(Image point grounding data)
════════════════

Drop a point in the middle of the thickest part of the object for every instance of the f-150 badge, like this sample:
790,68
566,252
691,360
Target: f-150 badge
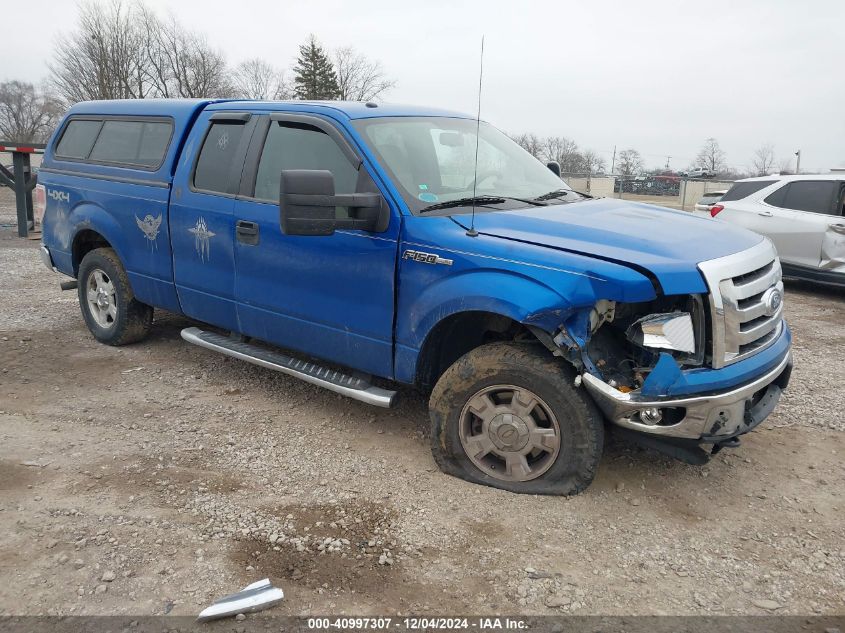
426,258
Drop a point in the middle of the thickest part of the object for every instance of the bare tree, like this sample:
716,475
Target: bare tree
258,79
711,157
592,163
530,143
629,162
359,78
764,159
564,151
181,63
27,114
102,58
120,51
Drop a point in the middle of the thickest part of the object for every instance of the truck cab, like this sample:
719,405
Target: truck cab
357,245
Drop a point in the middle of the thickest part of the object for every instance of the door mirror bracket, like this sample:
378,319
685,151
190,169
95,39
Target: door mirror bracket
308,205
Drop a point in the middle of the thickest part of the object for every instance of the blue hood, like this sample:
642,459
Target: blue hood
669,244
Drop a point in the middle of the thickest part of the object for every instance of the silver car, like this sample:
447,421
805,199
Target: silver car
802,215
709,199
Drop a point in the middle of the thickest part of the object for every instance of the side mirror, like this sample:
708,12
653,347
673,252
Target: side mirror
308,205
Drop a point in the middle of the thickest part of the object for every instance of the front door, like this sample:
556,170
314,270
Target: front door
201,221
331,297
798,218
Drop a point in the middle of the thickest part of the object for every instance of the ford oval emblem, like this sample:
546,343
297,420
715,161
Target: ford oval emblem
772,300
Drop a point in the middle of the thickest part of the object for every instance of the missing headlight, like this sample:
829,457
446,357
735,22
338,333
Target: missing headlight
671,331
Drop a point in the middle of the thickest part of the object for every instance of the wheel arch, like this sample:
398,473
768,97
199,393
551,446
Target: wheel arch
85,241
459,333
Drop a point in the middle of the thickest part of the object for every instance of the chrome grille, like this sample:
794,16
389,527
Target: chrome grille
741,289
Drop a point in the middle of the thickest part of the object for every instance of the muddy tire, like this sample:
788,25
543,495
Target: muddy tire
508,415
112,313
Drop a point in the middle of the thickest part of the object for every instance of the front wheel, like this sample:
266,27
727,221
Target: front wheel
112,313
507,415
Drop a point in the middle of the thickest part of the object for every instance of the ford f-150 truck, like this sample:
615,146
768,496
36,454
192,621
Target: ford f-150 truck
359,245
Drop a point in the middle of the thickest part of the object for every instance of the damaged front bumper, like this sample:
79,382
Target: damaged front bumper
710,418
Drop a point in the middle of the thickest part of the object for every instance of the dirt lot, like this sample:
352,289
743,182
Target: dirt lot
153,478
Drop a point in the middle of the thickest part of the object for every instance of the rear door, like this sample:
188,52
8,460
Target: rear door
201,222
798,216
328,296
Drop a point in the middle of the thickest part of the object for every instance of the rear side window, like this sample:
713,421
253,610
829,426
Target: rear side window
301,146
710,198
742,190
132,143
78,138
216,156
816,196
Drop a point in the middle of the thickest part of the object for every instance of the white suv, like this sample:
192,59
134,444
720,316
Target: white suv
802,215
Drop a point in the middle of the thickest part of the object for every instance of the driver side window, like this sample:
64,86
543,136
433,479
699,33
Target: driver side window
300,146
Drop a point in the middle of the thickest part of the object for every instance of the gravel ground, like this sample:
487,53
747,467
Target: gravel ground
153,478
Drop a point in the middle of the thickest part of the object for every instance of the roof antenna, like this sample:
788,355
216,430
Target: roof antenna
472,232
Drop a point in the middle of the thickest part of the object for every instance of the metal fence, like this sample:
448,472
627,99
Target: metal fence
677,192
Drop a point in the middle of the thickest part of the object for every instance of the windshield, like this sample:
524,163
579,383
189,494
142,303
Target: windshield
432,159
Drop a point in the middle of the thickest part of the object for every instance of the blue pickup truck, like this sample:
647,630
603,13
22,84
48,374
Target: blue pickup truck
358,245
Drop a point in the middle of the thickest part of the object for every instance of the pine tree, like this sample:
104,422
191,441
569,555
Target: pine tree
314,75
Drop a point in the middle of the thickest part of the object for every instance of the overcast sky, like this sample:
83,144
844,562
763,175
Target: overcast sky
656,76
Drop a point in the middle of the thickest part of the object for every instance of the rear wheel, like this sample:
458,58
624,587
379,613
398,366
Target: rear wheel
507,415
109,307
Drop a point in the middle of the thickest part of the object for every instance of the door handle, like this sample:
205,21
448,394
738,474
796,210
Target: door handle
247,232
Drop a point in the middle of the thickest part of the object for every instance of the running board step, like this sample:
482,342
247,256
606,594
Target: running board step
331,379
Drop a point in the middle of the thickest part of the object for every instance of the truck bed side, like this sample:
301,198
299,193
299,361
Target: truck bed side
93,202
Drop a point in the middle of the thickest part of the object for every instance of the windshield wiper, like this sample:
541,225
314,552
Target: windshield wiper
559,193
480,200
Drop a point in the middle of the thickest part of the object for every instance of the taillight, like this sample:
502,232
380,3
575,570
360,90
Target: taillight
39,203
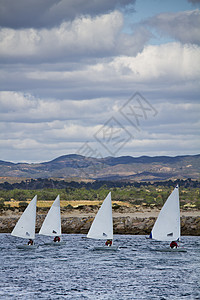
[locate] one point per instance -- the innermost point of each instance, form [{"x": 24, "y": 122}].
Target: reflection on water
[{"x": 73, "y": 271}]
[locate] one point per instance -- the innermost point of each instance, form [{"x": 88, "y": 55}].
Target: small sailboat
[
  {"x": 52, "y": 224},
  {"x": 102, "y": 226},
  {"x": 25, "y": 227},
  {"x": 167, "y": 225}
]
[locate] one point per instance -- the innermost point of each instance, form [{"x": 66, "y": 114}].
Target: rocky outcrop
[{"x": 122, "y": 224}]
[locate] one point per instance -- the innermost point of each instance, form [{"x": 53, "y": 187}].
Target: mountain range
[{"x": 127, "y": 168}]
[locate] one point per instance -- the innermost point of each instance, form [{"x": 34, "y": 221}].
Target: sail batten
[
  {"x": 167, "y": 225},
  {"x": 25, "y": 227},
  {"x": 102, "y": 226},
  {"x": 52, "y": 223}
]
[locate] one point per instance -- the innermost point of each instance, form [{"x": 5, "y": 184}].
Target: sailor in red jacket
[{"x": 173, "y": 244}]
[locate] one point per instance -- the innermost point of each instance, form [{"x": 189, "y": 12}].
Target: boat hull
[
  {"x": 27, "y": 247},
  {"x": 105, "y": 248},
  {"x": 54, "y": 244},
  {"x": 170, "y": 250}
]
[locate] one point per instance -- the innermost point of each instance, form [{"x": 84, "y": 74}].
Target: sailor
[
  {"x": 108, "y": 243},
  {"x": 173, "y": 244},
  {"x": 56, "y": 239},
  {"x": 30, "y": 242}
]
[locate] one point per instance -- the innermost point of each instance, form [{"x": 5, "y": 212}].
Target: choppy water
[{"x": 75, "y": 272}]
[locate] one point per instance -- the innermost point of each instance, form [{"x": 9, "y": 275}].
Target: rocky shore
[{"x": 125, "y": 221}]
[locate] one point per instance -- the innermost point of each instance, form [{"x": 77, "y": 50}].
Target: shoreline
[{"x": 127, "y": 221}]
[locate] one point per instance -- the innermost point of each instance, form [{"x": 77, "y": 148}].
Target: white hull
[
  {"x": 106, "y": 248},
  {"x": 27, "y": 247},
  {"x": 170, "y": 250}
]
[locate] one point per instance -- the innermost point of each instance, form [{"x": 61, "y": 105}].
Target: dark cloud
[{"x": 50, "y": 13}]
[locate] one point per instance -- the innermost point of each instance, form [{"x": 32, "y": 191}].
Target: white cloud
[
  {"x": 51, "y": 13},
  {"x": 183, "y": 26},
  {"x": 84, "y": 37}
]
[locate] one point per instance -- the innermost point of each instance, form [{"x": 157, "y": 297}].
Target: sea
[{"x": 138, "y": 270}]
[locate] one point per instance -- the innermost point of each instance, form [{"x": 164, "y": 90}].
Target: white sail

════════════════

To do | Every entry should come back exactly as written, only without images.

Answer section |
Drop a point in the middle of the thickest part of the object for every instance of the f-150 badge, like this sample:
790,68
566,252
691,360
Target: f-150 badge
426,258
Drop a point in the middle of the thickest part of the object for every instance of the bare tree, like this sample:
716,475
Target: bare tree
258,79
711,157
592,163
530,143
629,162
359,78
764,159
564,151
181,63
27,114
102,58
120,51
Drop a point in the middle of the thickest part of the object for every instance of the truck cab, like this sample:
719,405
Target: truck cab
357,245
Drop a point in the middle of the thickest part of the object for every instance of the door mirror bracket, like this sample:
378,319
685,151
190,169
95,39
Target: door mirror bracket
308,205
Drop a point in the middle of the thickest part of the object for every instance of the blue hood, like this sample:
642,459
Target: blue hood
669,244
Drop a point in the middle of the thickest part of the object for every instance of the silver car, like this sample:
447,421
805,199
Target: silver car
802,215
709,199
Drop a point in the middle of the thickest part of the object for every instance of the side mirror, like this sample:
708,12
653,347
673,252
Target: side mirror
308,205
Drop a point in the middle of the thickest part of the object for every instance of the front door, like this sample:
556,170
314,270
Target: front door
201,221
331,297
798,218
Drop a point in the middle of the thickest part of the object for every instance of the ford oval emblem, like this sample:
546,343
297,420
715,161
Target: ford oval emblem
772,300
Drop a point in the middle of the thickest part of the object for every instance of the missing headlight, like this sample:
829,457
446,357
735,22
338,333
Target: missing headlight
671,331
Drop a point in the middle of the thickest part of the object for every instance of the wheel arch, like this sample:
398,473
768,97
199,393
551,446
Target: wheel arch
85,241
459,333
Drop a point in the middle of the thickest part of the object for every instance of the chrome grille, like this sample:
794,16
389,527
Target: chrome grille
741,289
Drop a point in the middle of the thickest part of the object for every instance of the muddy tire, like this sample:
788,25
543,495
Target: muddy tire
508,415
112,313
Drop a point in the middle of the thickest part of the object for every instance of the front wheel, like this sample:
266,27
727,221
Target: front wheel
112,313
507,415
Drop a point in the middle of the thickest part of the object for every instance of the ford f-150 truck, like this sample:
615,146
768,496
36,454
192,621
Target: ford f-150 truck
359,245
Drop a point in the middle of the thickest part of the object for every instance of the damaged front bumper, like this sample:
79,382
Target: damaged front bumper
710,418
Drop a point in the middle of the thickest part of the object for every instance of the dirt lot, like this sample:
352,289
743,182
Target: dirt lot
153,478
Drop a point in the middle of the thickest part of the object for every instance of the rear door, like this sample:
188,52
8,460
Target: rear door
201,222
798,216
328,296
Drop a point in the middle of the thickest part of the object for every instance of the rear side window, like this sample:
713,421
253,610
829,426
Target: rear side window
301,146
710,198
742,190
132,143
78,138
216,156
816,196
Drop a point in the middle of the thickest part of the object for every instance of the white suv, like this sample:
192,59
134,444
720,316
Target: white suv
802,215
Drop a point in the middle of the thickest part of the object for every instance of the driver side window, like this sample:
64,86
543,136
433,479
699,33
Target: driver side window
300,146
Drop a point in the middle of the thickest part of the object for every instance of the gravel ground, like this sample:
487,53
747,467
Target: gravel ground
153,478
Drop a point in the middle of the thickest part of the object for every instance of the roof antenna, like this sample:
788,355
216,430
Target: roof antenna
472,232
Drop a point in the middle of the thickest part of the object for every instance of the metal fence, like this sample:
448,472
627,99
Target: metal fence
677,192
Drop a point in the middle of the thickest part of the object for every instance of the windshield, like this sample:
524,163
579,383
189,494
142,303
Target: windshield
432,159
Drop a point in the middle of the thickest part of the object for every instance of the blue pickup truck, like this sample:
647,630
603,13
22,84
48,374
Target: blue pickup truck
358,245
Drop a point in the middle of the thickest part of the object for every instance of the pine tree, like this sample:
104,422
191,441
569,555
Target: pine tree
314,75
Drop a point in the middle of the thickest part of the object for every instance of the overcast sky, like this sample:
83,144
844,562
763,175
Target: overcast sky
656,76
Drop a point in the middle of the thickest part of the object for every instance of the rear wheel, like this sample:
458,58
624,587
379,613
398,366
Target: rear wheel
507,415
109,307
Drop a point in the middle of the thickest part of the object for every instance of the door handle, like this sample:
205,21
448,394
738,474
796,210
Target: door handle
247,232
Drop a point in the middle of the thickest part of the object for every instance of the running board step, like this sample:
482,342
247,256
606,594
Target: running board step
331,379
Drop a point in the middle of the thickest part of the object for every instance of the truck bed side, like this sample:
301,198
299,193
299,361
Target: truck bed side
93,202
Drop a point in the middle of the thickest part of the object for every instance of the windshield wiper, like this sample:
541,225
314,552
Target: windshield wiper
559,193
480,200
Drop a point in the middle of the thickest part of the object for every instance of the taillight, like this sample:
502,232
380,3
575,570
360,90
Target: taillight
39,203
[locate] one point per instance -- the innermost point of each instance, form [{"x": 24, "y": 122}].
Target: reflection on water
[{"x": 73, "y": 271}]
[locate] one point per instance -- the innermost point of each instance, form [{"x": 88, "y": 55}].
Target: small sailboat
[
  {"x": 52, "y": 224},
  {"x": 102, "y": 226},
  {"x": 25, "y": 227},
  {"x": 167, "y": 225}
]
[locate] one point per instance -- the innermost point of each instance, form [{"x": 66, "y": 114}].
Target: rocky outcrop
[{"x": 122, "y": 224}]
[locate] one point per instance -- the innermost point of each instance, form [{"x": 53, "y": 187}].
Target: mountain range
[{"x": 127, "y": 168}]
[locate] one point per instance -- the innermost point of each instance, form [{"x": 34, "y": 221}].
Target: sail batten
[
  {"x": 167, "y": 225},
  {"x": 25, "y": 227},
  {"x": 102, "y": 226},
  {"x": 52, "y": 223}
]
[locate] one point per instance -- the innermost point of each instance, form [{"x": 5, "y": 184}].
Target: sailor in red jacket
[{"x": 173, "y": 244}]
[locate] one point per instance -- the innermost point of each instance, form [{"x": 189, "y": 12}].
Target: boat hull
[
  {"x": 27, "y": 247},
  {"x": 105, "y": 248},
  {"x": 54, "y": 244},
  {"x": 170, "y": 250}
]
[locate] one point per instance -- the innermost point of each instance, form [{"x": 84, "y": 74}].
Target: sailor
[
  {"x": 108, "y": 243},
  {"x": 173, "y": 244},
  {"x": 56, "y": 239},
  {"x": 30, "y": 242}
]
[locate] one point per instance -- the innermost point of each instance, form [{"x": 5, "y": 212}].
Target: choppy water
[{"x": 75, "y": 272}]
[locate] one point per instance -- the innermost point of each instance, form [{"x": 9, "y": 275}].
Target: rocky shore
[{"x": 125, "y": 221}]
[locate] one point per instance -- the innermost point of each instance, form [{"x": 77, "y": 50}].
Target: shoreline
[{"x": 127, "y": 221}]
[locate] one point per instance -- the innermost point of each instance, form [{"x": 77, "y": 148}].
Target: white hull
[
  {"x": 106, "y": 248},
  {"x": 27, "y": 247},
  {"x": 170, "y": 250}
]
[locate] one point per instance -- the innermost point of each instance, form [{"x": 61, "y": 105}].
Target: dark cloud
[{"x": 50, "y": 13}]
[locate] one point per instance -- the innermost point of each instance, form [{"x": 32, "y": 191}].
Target: white cloud
[
  {"x": 51, "y": 13},
  {"x": 183, "y": 26},
  {"x": 84, "y": 37}
]
[locate] one point per instance -- the innermost point of each instance, form [{"x": 157, "y": 297}].
Target: sea
[{"x": 138, "y": 270}]
[locate] one point per instance -- the innermost point of each instance, form [{"x": 164, "y": 90}].
Target: white sail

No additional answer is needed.